▶ [What you should do]:
Lines with the word "gradient" are the answer; copy each of them from the data below.

▶ [Recorded information]:
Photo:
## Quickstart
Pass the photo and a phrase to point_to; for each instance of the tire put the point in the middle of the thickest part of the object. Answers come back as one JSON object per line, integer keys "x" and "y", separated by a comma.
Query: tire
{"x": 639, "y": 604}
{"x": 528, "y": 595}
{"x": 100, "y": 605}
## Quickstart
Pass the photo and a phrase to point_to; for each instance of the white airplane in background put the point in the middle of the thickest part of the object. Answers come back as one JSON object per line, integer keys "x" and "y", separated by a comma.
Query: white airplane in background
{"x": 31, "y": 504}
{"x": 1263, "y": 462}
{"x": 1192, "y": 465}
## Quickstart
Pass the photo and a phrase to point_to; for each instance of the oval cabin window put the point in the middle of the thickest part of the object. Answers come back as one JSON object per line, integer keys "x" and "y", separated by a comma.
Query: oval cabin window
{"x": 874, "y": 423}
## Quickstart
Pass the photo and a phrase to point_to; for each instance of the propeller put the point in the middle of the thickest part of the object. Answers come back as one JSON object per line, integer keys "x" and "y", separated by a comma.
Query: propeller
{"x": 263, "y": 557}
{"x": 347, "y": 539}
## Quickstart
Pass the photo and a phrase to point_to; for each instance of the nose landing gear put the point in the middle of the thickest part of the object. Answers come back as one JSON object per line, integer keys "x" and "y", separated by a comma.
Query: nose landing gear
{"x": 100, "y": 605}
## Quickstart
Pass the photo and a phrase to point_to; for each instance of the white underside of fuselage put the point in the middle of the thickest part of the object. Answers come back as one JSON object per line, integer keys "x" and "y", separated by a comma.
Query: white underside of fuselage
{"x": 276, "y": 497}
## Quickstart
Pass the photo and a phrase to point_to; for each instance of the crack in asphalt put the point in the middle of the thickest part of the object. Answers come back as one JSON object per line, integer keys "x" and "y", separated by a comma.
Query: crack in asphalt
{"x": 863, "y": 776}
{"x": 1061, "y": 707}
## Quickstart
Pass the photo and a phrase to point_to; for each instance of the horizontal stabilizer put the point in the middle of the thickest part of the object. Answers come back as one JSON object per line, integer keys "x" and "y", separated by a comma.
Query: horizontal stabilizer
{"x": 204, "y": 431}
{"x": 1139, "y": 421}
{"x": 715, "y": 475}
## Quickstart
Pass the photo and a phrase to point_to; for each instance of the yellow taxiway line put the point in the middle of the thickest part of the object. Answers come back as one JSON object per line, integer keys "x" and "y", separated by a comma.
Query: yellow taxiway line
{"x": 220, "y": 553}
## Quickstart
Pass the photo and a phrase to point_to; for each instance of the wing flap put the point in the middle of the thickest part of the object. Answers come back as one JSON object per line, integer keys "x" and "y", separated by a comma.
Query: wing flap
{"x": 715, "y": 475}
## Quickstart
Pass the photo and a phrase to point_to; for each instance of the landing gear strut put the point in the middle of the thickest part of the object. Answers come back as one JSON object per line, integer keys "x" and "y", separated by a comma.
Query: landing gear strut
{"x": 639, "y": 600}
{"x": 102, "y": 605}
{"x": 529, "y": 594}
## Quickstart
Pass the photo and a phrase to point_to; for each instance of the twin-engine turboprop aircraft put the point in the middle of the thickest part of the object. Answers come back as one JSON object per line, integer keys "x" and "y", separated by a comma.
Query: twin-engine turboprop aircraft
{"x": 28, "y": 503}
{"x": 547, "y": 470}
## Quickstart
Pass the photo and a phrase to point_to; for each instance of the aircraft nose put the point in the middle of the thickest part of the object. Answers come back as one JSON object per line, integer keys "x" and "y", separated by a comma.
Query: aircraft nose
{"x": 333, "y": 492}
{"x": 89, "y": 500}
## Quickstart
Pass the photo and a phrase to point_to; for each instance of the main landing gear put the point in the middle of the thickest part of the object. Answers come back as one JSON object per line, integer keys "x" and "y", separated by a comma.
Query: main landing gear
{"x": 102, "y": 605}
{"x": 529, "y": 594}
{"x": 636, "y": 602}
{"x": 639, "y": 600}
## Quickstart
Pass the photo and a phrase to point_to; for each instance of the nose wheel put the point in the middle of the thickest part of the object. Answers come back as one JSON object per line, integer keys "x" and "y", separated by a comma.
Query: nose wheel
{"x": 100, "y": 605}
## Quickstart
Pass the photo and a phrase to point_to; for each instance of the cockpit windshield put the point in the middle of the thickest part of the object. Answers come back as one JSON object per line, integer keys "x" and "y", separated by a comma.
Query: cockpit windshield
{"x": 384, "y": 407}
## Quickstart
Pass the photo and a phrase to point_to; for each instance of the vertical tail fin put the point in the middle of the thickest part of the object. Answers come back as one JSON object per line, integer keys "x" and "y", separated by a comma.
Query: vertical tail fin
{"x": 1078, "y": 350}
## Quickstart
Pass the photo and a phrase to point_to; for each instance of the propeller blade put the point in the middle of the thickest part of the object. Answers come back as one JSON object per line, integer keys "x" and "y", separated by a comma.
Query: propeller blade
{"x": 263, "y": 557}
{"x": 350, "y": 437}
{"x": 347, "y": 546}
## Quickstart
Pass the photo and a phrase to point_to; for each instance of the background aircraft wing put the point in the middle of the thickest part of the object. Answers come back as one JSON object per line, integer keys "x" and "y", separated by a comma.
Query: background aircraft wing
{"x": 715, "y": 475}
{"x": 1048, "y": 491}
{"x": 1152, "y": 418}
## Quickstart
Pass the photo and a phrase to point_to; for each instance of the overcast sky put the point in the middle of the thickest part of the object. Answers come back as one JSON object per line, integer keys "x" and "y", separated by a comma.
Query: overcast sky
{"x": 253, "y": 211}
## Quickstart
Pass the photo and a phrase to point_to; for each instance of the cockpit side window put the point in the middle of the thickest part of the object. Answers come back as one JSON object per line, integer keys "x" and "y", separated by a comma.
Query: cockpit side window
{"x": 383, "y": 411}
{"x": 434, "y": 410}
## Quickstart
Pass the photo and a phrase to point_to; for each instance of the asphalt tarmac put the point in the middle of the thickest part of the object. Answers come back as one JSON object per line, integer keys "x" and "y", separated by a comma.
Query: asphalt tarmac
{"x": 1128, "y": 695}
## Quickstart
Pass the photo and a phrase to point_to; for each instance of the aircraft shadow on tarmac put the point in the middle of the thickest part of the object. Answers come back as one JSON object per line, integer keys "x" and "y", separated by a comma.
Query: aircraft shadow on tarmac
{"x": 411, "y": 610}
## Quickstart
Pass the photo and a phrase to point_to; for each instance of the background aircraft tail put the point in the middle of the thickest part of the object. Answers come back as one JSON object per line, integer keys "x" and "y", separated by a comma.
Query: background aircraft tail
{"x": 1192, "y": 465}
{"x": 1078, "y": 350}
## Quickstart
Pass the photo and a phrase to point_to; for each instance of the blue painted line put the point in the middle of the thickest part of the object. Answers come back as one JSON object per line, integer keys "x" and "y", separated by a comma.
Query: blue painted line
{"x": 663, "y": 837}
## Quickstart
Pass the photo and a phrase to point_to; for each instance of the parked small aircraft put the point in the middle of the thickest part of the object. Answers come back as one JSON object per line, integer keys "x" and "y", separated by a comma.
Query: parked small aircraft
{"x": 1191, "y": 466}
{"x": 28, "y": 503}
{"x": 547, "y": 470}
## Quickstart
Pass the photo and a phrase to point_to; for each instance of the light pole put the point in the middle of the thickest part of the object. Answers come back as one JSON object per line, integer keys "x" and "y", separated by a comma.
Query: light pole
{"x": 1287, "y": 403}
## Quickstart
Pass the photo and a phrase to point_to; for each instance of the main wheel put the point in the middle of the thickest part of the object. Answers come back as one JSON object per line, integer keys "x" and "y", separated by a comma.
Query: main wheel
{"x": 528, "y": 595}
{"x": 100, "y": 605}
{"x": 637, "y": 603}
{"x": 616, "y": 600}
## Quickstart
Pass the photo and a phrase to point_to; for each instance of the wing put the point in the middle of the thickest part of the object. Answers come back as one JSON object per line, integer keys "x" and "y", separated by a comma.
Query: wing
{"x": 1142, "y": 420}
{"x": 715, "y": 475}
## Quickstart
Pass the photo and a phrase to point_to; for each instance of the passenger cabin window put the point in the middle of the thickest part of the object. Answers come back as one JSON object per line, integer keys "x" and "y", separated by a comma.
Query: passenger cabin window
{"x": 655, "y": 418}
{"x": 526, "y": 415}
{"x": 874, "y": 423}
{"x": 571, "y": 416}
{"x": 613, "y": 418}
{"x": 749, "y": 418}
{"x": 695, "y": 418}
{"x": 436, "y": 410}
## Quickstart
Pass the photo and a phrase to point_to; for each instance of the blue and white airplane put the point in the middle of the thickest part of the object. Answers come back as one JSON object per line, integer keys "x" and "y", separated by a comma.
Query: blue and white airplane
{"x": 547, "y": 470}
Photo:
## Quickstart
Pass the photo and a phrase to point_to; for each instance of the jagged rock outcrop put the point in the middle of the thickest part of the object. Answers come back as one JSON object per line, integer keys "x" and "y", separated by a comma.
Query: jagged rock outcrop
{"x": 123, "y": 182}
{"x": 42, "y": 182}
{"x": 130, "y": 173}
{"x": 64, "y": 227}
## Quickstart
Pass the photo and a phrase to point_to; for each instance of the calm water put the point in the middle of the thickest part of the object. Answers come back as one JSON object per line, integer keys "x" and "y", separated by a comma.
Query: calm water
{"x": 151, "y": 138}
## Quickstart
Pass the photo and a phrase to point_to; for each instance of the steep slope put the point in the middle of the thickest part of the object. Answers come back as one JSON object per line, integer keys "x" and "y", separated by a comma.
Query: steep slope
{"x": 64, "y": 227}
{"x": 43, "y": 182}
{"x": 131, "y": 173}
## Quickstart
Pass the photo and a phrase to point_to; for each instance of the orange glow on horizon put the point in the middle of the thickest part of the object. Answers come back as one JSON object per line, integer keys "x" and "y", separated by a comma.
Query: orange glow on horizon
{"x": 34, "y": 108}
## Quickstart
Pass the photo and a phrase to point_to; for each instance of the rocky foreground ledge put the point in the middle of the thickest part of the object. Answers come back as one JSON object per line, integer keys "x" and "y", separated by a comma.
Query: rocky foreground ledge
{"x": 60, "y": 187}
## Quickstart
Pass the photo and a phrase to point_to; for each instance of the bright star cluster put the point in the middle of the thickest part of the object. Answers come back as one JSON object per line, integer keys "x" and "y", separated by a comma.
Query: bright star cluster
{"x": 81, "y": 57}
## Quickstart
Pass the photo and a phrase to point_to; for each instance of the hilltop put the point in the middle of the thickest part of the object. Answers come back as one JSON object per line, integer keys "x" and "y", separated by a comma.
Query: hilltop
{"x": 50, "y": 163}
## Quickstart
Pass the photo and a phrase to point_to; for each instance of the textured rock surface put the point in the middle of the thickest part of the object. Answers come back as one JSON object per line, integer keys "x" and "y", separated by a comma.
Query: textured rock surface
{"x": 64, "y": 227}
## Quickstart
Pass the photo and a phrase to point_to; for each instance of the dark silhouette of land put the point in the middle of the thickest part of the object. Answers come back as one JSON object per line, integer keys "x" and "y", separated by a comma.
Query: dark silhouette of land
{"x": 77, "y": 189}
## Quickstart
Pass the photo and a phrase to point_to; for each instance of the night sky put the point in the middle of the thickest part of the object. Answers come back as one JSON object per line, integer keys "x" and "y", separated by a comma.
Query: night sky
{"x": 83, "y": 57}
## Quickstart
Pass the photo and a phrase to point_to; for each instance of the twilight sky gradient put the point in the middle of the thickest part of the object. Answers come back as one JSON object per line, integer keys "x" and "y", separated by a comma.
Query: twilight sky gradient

▶ [Solution for this task]:
Pass the photo and a phrase to point_to; for each instance of the twilight sky gradient put the point in the middle of the thickest part of the object. Answers come back as one JSON object per line, integer keys "x" and "y", separated by a comma.
Query: twilight sky gradient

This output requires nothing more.